Note that the bigger and heavier items are, the higher the expenses get—often by a significant measure. For a single product that falls into the non-apparel “special oversize” category that is 150 pounds, it would cost $158.49 to store in the off-peak season. There would also be an additional $0.83 per pound above the first 90 pounds for a total of $208.29 per product just for inventory management.
Other FBA fees to consider
In addition to these basic costs for storage and service, there are a few other costs that may apply for FBA. These include:
- Aged Inventory: An extra charge that may apply for inventory that has been in a fulfillment center for more than 180 days.
- Removal Orders: Charges to have Amazon remove and dispose of unwanted inventory.
- Returns Processing: A charge associated with Amazon’s free returns service.
- Unplanned Services: Any expenses associated with products that are delivered without proper preparation or labeling.
- Optional Inventory Placement: Charges pertaining to an optional service that allows inventory to be placed in multiple distribution centers nationwide, allowing for faster shipping opportunities for customers.
- Dangerous Items: Products classified as dangerous may be subject to additional charges.
Despite the expenses, there’s one big plus Amazon touts about their FBA program that can’t be recreated otherwise: products generally qualify for Prime shipping benefits. For customers with Amazon Prime, the one or two-day shipping options are incredibly appealing. When purchases are high priority or shoppers are used to speedy shipping, buyers may default to products that are Prime-eligible, even if the costs are higher.
Fulfillment by merchant is the default option for Amazon sellers. This means sellers handle all fulfillment activities in-house.

━━━

**GIVEN TASK 1:** In the passage on Amazon FBA fees, how long must inventory sit in a fulfillment center before the aged inventory charge may apply?
**GIVEN TASK 2:** Reproduce the passage on Amazon FBA fees word for word, between "- Unplanned Services: Any" and "opportunities for customers.", inclusive.

━━━

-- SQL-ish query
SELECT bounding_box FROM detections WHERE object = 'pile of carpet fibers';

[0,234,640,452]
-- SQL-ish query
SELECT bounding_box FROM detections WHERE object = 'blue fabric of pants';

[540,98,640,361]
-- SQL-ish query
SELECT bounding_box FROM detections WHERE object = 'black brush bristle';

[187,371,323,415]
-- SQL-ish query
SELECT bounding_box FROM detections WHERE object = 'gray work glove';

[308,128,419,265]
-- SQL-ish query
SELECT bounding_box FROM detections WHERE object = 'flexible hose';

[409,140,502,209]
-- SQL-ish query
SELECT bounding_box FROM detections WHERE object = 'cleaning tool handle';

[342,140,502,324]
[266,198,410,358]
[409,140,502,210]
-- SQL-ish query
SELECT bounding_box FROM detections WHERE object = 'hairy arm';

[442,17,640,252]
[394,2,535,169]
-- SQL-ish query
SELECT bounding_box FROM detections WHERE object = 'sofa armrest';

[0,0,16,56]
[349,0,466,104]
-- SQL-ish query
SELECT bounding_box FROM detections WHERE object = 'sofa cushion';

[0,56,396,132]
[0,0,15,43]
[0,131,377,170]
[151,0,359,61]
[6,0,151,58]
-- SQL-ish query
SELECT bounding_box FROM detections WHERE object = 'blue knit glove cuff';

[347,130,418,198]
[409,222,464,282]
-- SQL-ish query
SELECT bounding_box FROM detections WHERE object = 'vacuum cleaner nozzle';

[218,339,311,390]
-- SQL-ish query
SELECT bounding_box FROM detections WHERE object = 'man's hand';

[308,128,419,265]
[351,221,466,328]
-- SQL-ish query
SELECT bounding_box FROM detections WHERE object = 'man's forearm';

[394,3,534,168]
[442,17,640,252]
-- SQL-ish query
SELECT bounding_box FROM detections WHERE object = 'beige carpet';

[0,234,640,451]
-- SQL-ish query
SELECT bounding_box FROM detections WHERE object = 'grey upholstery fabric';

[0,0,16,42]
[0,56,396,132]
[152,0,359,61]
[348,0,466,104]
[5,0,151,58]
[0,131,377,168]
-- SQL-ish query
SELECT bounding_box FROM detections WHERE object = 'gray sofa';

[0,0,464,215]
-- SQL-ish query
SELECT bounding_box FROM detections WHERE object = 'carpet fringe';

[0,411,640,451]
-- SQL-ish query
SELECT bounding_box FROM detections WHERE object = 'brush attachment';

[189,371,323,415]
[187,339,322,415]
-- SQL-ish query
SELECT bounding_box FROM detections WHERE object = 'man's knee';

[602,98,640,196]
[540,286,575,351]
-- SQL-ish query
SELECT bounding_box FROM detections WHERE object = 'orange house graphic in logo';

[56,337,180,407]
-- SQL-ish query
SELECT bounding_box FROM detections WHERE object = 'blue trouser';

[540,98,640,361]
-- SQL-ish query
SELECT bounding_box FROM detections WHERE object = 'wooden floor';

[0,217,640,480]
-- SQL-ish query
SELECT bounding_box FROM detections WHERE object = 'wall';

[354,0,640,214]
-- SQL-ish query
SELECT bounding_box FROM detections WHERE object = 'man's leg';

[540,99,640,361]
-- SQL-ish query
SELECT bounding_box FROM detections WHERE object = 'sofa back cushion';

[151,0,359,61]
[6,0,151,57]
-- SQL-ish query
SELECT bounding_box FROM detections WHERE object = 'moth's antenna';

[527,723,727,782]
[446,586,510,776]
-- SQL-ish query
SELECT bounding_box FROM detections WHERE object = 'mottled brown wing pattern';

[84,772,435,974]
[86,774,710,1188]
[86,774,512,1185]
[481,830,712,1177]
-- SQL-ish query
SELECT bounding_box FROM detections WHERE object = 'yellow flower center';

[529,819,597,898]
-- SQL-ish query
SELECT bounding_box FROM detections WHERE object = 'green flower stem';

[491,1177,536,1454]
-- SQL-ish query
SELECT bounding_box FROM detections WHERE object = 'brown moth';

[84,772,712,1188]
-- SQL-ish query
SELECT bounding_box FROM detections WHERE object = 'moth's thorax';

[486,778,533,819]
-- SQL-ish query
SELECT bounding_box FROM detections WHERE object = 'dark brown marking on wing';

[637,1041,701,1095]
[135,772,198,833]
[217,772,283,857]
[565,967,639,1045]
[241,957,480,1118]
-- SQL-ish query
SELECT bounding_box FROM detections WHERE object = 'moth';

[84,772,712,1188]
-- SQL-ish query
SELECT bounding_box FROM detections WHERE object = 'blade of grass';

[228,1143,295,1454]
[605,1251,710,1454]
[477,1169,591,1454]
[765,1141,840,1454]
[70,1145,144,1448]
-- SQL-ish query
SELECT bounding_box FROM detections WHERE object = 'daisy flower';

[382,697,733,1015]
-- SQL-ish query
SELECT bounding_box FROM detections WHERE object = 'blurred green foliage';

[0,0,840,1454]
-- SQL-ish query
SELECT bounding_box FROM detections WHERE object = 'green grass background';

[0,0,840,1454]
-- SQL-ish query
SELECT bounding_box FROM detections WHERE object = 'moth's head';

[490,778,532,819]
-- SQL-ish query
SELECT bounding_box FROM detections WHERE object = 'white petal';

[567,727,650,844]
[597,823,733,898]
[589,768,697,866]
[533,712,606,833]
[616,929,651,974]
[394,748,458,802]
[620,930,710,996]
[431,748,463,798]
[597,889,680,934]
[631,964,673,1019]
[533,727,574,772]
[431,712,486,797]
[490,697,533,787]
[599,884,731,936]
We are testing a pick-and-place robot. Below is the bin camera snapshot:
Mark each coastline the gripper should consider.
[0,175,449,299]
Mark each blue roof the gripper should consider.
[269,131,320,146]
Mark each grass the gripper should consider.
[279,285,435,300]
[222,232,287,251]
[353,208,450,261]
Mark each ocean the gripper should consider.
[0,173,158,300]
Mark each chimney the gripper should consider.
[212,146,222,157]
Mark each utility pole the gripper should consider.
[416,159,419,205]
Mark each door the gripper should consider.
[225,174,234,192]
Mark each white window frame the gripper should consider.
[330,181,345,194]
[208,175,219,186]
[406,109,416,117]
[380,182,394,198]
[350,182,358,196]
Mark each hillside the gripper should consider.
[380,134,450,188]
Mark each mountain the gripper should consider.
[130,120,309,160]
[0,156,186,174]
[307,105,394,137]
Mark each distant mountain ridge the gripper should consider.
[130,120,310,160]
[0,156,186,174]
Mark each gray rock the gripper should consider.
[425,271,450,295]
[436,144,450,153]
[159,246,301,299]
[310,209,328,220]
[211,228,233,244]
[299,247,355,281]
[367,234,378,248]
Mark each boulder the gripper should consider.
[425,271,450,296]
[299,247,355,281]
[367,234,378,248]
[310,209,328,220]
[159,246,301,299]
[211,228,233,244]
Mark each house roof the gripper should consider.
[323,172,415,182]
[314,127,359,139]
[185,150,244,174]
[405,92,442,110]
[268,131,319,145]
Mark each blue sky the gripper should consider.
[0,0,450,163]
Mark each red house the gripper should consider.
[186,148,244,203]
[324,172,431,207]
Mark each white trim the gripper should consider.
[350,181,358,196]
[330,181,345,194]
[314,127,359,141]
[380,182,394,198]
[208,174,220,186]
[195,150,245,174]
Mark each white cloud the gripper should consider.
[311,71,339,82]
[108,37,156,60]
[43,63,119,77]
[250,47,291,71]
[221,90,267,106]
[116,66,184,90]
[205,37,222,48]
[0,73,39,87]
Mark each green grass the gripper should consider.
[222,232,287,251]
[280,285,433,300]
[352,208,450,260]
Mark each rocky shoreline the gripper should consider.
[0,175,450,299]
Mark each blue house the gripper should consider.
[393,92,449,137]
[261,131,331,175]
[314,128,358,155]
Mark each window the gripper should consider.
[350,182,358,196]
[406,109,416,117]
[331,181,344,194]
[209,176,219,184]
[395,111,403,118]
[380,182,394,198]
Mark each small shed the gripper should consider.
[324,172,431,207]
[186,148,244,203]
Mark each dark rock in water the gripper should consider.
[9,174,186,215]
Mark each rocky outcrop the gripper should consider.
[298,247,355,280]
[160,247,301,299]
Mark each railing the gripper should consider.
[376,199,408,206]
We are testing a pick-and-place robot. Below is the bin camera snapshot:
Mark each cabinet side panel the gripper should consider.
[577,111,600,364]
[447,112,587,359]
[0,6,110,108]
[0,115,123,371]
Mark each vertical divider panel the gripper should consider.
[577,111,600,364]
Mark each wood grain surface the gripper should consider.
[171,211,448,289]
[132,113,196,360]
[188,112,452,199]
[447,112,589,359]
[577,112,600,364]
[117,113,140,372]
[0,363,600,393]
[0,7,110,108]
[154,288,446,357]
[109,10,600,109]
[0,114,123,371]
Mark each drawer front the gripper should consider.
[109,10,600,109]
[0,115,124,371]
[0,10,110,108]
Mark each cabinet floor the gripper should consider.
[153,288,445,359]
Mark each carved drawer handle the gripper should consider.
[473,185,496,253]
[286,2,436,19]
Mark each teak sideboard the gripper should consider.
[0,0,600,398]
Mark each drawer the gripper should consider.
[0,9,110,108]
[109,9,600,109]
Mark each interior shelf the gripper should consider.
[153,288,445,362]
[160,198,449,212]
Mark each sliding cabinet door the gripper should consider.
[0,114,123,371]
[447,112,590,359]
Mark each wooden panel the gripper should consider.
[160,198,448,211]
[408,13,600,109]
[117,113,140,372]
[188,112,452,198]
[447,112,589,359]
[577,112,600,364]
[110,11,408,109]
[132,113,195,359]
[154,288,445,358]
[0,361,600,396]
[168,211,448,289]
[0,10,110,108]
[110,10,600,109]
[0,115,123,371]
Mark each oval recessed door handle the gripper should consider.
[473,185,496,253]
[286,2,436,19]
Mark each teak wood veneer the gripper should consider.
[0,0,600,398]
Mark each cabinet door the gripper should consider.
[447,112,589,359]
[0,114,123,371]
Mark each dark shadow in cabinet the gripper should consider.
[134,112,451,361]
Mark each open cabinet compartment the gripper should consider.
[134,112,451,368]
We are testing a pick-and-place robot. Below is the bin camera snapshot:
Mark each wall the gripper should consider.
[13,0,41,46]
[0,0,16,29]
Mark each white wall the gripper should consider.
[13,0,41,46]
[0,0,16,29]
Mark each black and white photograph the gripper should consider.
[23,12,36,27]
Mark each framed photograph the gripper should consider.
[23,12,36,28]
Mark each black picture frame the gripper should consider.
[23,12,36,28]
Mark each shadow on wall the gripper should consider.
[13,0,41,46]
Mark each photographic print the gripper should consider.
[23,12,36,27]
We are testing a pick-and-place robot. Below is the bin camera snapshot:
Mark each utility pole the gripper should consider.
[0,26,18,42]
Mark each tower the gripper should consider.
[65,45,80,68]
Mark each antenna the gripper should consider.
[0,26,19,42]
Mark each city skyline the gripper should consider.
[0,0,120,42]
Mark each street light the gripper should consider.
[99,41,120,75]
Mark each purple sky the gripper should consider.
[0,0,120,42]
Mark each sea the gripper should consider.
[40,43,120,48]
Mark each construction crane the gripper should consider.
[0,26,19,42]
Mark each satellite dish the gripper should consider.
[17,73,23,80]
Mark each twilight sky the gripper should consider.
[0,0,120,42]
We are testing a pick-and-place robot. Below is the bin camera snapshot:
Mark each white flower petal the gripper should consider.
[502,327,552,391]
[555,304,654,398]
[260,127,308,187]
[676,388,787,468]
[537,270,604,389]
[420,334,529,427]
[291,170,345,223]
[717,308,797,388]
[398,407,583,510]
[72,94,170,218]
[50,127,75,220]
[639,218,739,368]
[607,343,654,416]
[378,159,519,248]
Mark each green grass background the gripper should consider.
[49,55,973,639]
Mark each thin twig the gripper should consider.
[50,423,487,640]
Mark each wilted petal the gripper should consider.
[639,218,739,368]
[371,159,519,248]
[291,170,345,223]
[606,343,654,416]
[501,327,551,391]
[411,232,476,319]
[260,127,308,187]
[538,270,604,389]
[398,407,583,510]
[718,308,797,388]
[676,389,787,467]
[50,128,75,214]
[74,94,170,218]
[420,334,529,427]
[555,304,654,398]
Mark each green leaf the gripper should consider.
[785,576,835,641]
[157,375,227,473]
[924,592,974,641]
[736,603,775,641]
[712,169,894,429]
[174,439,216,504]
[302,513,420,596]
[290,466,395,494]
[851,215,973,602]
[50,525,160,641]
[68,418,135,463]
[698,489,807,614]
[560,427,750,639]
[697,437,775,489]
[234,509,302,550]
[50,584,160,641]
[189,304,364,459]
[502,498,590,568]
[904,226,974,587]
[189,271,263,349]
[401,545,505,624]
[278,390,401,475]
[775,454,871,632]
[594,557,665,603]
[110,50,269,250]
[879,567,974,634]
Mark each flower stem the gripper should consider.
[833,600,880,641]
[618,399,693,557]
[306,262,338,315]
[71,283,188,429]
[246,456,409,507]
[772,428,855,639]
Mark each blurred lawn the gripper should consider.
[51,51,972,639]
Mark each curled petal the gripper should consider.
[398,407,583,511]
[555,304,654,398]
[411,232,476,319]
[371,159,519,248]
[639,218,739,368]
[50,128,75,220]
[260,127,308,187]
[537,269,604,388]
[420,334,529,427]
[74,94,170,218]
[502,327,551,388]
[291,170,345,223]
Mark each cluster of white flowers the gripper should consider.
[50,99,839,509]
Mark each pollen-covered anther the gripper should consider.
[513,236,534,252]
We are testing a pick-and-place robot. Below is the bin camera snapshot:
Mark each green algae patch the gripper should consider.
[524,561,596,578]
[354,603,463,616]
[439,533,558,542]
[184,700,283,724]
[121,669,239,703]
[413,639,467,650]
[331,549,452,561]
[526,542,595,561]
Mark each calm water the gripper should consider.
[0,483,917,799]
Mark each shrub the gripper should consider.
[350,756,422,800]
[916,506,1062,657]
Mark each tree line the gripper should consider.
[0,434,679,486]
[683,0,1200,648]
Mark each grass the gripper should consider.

━━━

**FULL RESPONSE 1:** More than 180 days.

**FULL RESPONSE 2:**
- Unplanned Services: Any expenses associated with products that are delivered without proper preparation or labeling.
- Optional Inventory Placement: Charges pertaining to an optional service that allows inventory to be placed in multiple distribution centers nationwide, allowing for faster shipping opportunities for customers.